All entries need to be written out again exactly, without their pictures.

STORED DATA >>
- Opening Delimiter -

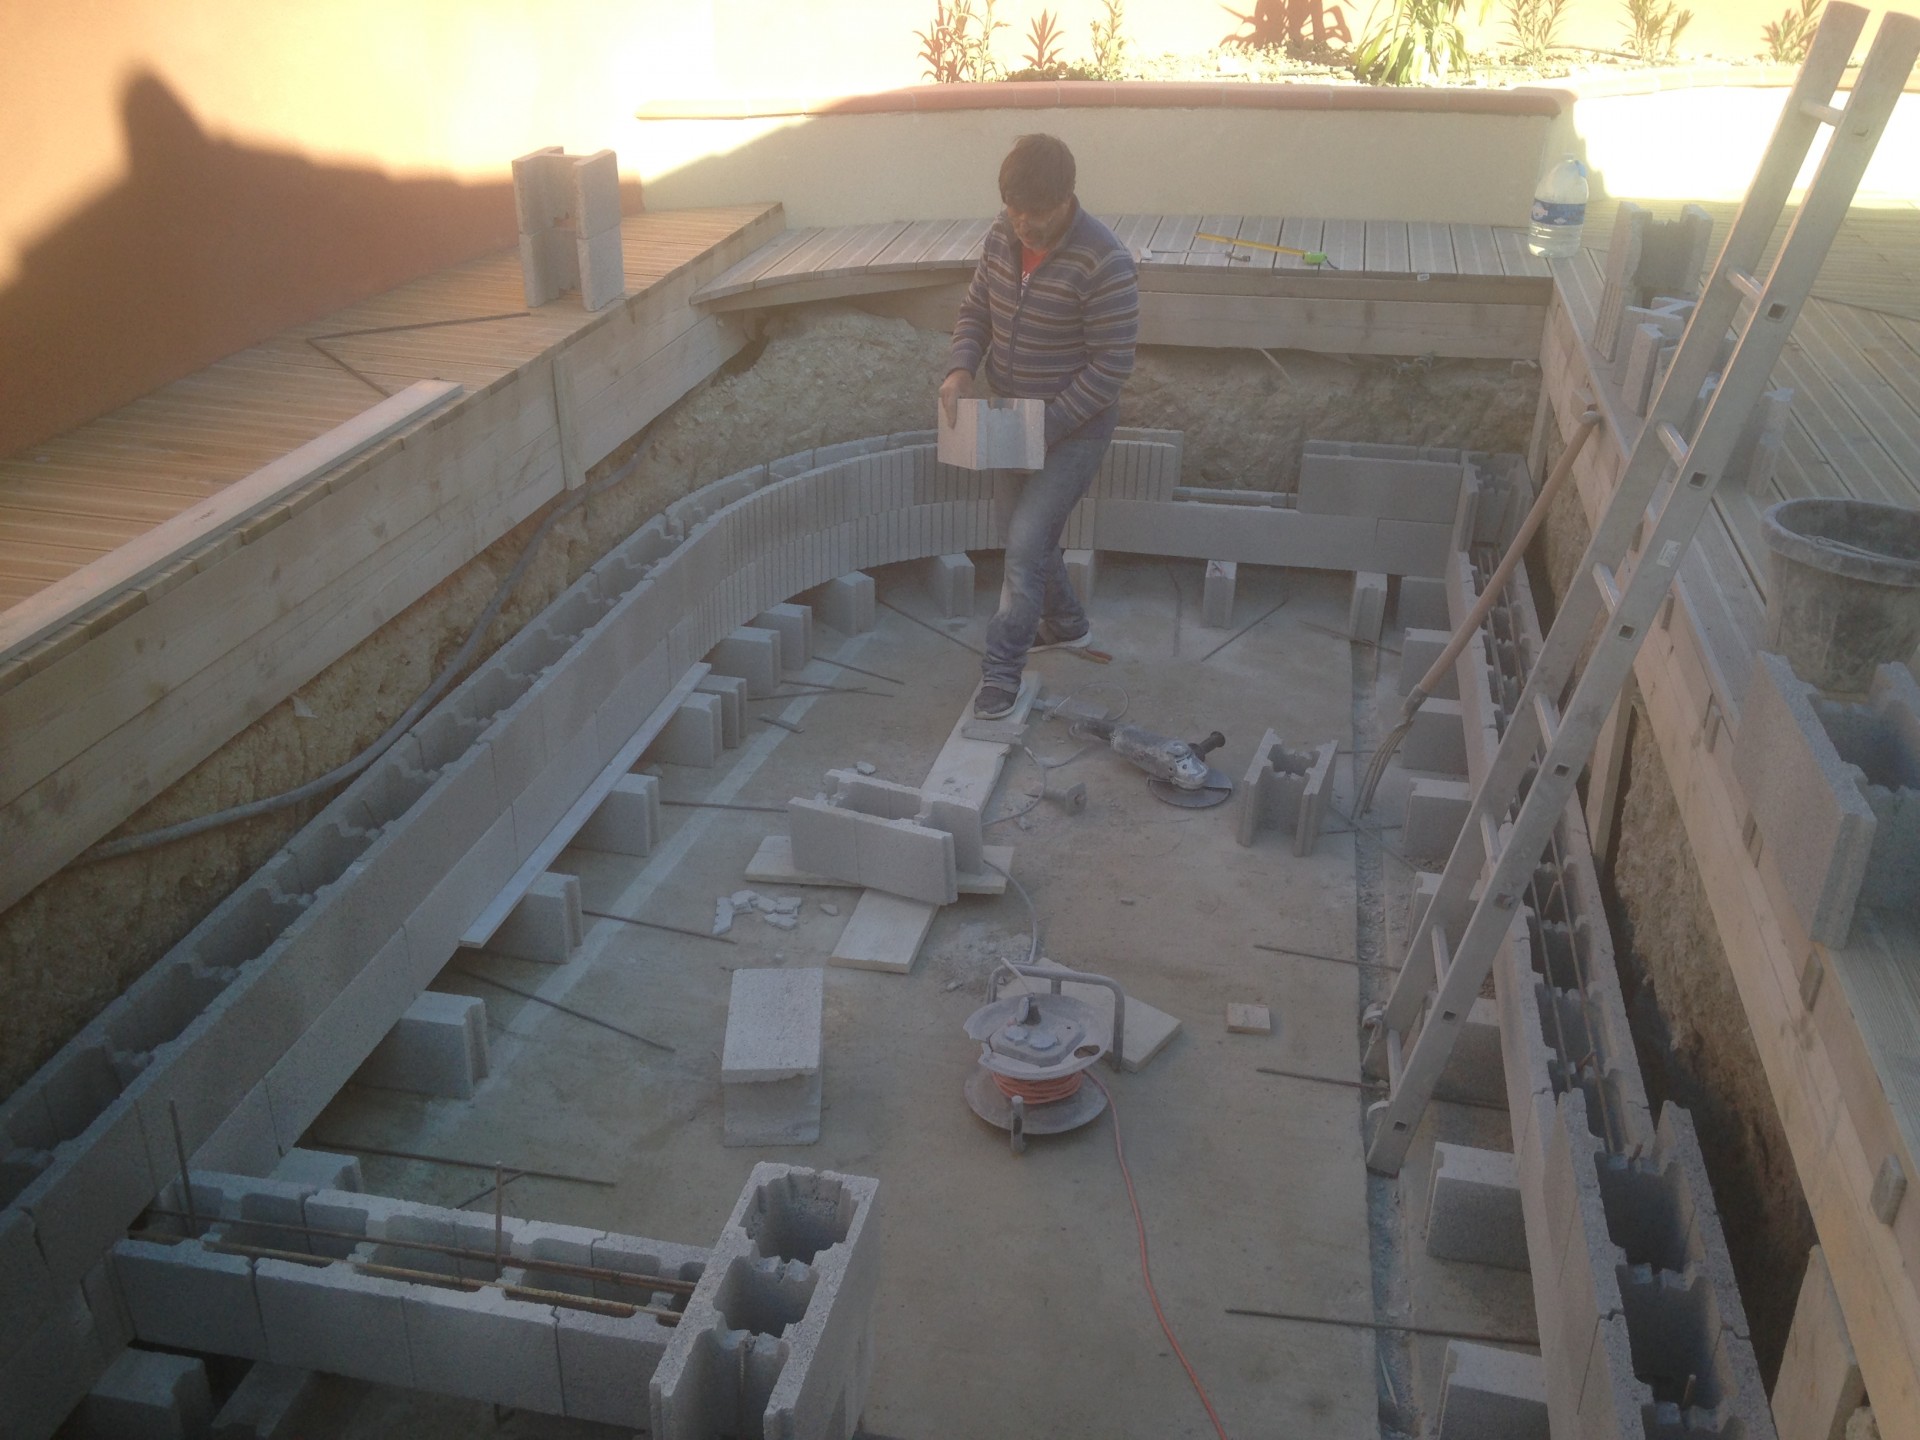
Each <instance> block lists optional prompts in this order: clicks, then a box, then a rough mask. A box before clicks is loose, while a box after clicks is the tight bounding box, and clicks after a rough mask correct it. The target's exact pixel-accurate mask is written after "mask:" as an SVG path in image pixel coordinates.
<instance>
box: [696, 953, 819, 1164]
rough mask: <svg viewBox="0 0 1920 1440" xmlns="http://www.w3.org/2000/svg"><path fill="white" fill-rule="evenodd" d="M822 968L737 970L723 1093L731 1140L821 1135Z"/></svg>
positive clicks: (726, 1055)
mask: <svg viewBox="0 0 1920 1440" xmlns="http://www.w3.org/2000/svg"><path fill="white" fill-rule="evenodd" d="M824 1004H826V972H822V970H735V972H733V989H732V996H730V1000H728V1020H726V1048H724V1052H722V1058H720V1092H722V1098H724V1100H726V1127H724V1142H726V1144H812V1142H814V1140H818V1139H820V1020H822V1010H824Z"/></svg>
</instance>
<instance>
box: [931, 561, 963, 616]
mask: <svg viewBox="0 0 1920 1440" xmlns="http://www.w3.org/2000/svg"><path fill="white" fill-rule="evenodd" d="M925 574H927V595H931V597H933V609H935V611H939V612H941V614H943V616H947V618H948V620H952V618H956V616H962V614H973V561H972V559H970V557H966V555H935V557H931V559H929V561H927V563H925Z"/></svg>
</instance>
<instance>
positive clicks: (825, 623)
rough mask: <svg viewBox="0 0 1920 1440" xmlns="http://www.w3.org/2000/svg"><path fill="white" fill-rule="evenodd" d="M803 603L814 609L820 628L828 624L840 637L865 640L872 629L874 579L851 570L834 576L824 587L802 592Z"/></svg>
mask: <svg viewBox="0 0 1920 1440" xmlns="http://www.w3.org/2000/svg"><path fill="white" fill-rule="evenodd" d="M803 599H804V601H806V603H808V605H810V607H812V609H814V614H818V616H820V620H822V624H829V626H833V628H835V630H839V632H841V634H843V636H864V634H866V632H868V630H872V628H874V576H870V574H864V572H860V570H854V572H851V574H843V576H833V578H831V580H828V582H826V584H824V586H814V588H812V589H808V591H804V595H803Z"/></svg>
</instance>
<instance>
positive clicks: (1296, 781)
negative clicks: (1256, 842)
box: [1236, 730, 1338, 854]
mask: <svg viewBox="0 0 1920 1440" xmlns="http://www.w3.org/2000/svg"><path fill="white" fill-rule="evenodd" d="M1336 751H1338V741H1331V739H1329V741H1327V743H1323V745H1315V747H1313V749H1292V747H1288V745H1286V743H1284V741H1281V737H1279V735H1277V733H1273V732H1271V730H1269V732H1267V733H1265V735H1261V737H1260V747H1258V749H1256V751H1254V762H1252V766H1248V772H1246V781H1244V783H1242V785H1240V816H1238V829H1236V839H1238V841H1240V845H1252V843H1254V839H1256V837H1258V835H1260V831H1261V829H1263V828H1267V826H1273V828H1277V829H1281V831H1284V833H1288V835H1292V843H1294V854H1313V845H1315V843H1317V841H1319V831H1321V824H1323V822H1325V818H1327V806H1329V804H1331V803H1332V760H1334V753H1336Z"/></svg>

- Closing Delimiter -

EXERCISE SOLUTION >>
Each <instance> block lists optional prompts in this order: clicks, then a box, then a rough mask. A box before clicks is loose, while a box after clicks is the tight bounding box, and clicks after a rough mask correct it. The target's exact pixel-accurate mask is written after "mask:" as an SVG path in image pixel coordinates.
<instance>
box: [696, 953, 819, 1164]
rough mask: <svg viewBox="0 0 1920 1440" xmlns="http://www.w3.org/2000/svg"><path fill="white" fill-rule="evenodd" d="M822 968L737 970L723 1093L731 1140L821 1135Z"/></svg>
positive clicks: (726, 1055)
mask: <svg viewBox="0 0 1920 1440" xmlns="http://www.w3.org/2000/svg"><path fill="white" fill-rule="evenodd" d="M824 1004H826V972H822V970H735V972H733V989H732V996H730V1000H728V1020H726V1048H724V1052H722V1058H720V1092H722V1098H724V1100H726V1127H724V1142H726V1144H812V1142H814V1140H818V1139H820V1020H822V1010H824Z"/></svg>
</instance>
<instance>
box: [931, 561, 963, 616]
mask: <svg viewBox="0 0 1920 1440" xmlns="http://www.w3.org/2000/svg"><path fill="white" fill-rule="evenodd" d="M925 574H927V595H931V597H933V609H935V611H939V612H941V614H943V616H947V618H948V620H952V618H956V616H962V614H973V561H972V559H970V557H966V555H935V557H931V559H929V561H927V563H925Z"/></svg>
</instance>
<instance>
positive clicks: (825, 623)
rough mask: <svg viewBox="0 0 1920 1440" xmlns="http://www.w3.org/2000/svg"><path fill="white" fill-rule="evenodd" d="M803 603L814 609L820 628L828 624L840 637L865 640L872 629L874 579L851 570L834 576L824 587L802 592Z"/></svg>
mask: <svg viewBox="0 0 1920 1440" xmlns="http://www.w3.org/2000/svg"><path fill="white" fill-rule="evenodd" d="M803 599H804V601H806V603H808V605H810V607H812V609H814V614H818V616H820V620H822V624H829V626H833V628H835V630H839V632H841V634H843V636H864V634H866V632H868V630H872V628H874V576H870V574H864V572H860V570H854V572H851V574H843V576H833V578H831V580H828V582H826V584H824V586H814V588H812V589H808V591H804V595H803Z"/></svg>
</instance>
<instance>
positive clicks: (1296, 781)
negative clicks: (1256, 842)
box: [1236, 730, 1338, 854]
mask: <svg viewBox="0 0 1920 1440" xmlns="http://www.w3.org/2000/svg"><path fill="white" fill-rule="evenodd" d="M1336 751H1338V741H1331V739H1329V741H1327V743H1323V745H1315V747H1313V749H1292V747H1288V745H1286V743H1284V741H1281V737H1279V735H1277V733H1273V732H1271V730H1269V732H1267V733H1265V735H1261V737H1260V747H1258V749H1256V751H1254V762H1252V766H1248V772H1246V781H1244V783H1242V785H1240V816H1238V829H1236V839H1238V841H1240V845H1252V843H1254V839H1256V837H1258V835H1260V831H1261V829H1263V828H1267V826H1273V828H1277V829H1281V831H1284V833H1288V835H1292V843H1294V854H1313V845H1315V843H1317V841H1319V831H1321V824H1323V822H1325V818H1327V806H1329V804H1331V803H1332V760H1334V753H1336Z"/></svg>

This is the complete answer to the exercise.